--- begin Extracted data ---

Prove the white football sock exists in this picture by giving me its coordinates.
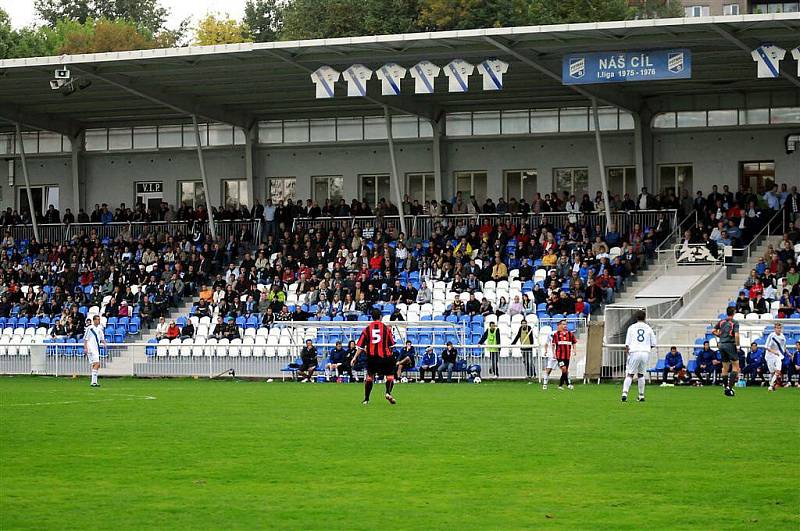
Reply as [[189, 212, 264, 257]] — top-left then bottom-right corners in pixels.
[[622, 376, 633, 395]]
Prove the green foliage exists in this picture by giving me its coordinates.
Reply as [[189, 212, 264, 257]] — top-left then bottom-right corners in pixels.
[[194, 13, 251, 46], [280, 0, 419, 39], [0, 376, 800, 531], [34, 0, 169, 33], [242, 0, 282, 42], [529, 0, 634, 24], [419, 0, 530, 31], [633, 0, 683, 18]]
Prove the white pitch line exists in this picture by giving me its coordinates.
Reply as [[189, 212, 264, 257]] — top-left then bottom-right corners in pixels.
[[0, 395, 156, 407]]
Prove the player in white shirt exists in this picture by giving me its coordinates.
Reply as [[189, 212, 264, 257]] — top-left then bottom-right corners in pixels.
[[539, 331, 558, 391], [764, 323, 786, 391], [83, 315, 107, 387], [622, 310, 656, 402]]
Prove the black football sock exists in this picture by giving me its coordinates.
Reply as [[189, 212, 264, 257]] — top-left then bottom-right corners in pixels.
[[364, 378, 372, 402]]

--- end Extracted data ---

Rewrite the data above with "coordinates" swapped for "location" wherever it occurs, keeping everything else unchanged, and omit the pictures.

● Problem solution
Prove the white football sock exists in this picture by giving me its location.
Reply as [[189, 212, 264, 257]] — top-left then bottom-right corners in pixels.
[[622, 376, 633, 395]]
Prove the green foliage exists in this picture by giving me its location.
Reply as [[189, 212, 264, 257]] — top-left then bottom-right corners in pixels.
[[194, 13, 251, 46], [280, 0, 419, 39], [0, 376, 800, 531], [34, 0, 169, 33], [242, 0, 282, 42], [529, 0, 634, 24], [419, 0, 530, 31], [633, 0, 683, 18]]
Prove the white pitch line exists in this picture by giving me its location.
Reply as [[189, 212, 264, 257]] — top-left then bottom-right corners in pixels.
[[0, 395, 156, 407]]
Prove the player in white shirt exists in this picture by giving me its location.
Reply as [[189, 212, 264, 257]] — top-left then bottom-right corners in pixels.
[[539, 331, 558, 391], [764, 323, 786, 391], [83, 315, 107, 387], [622, 310, 656, 402]]
Prove the black football sock exists in this picture by giving me its location.
Reply as [[189, 212, 264, 257]] — top-left then bottom-right corners in pixels.
[[364, 378, 372, 402]]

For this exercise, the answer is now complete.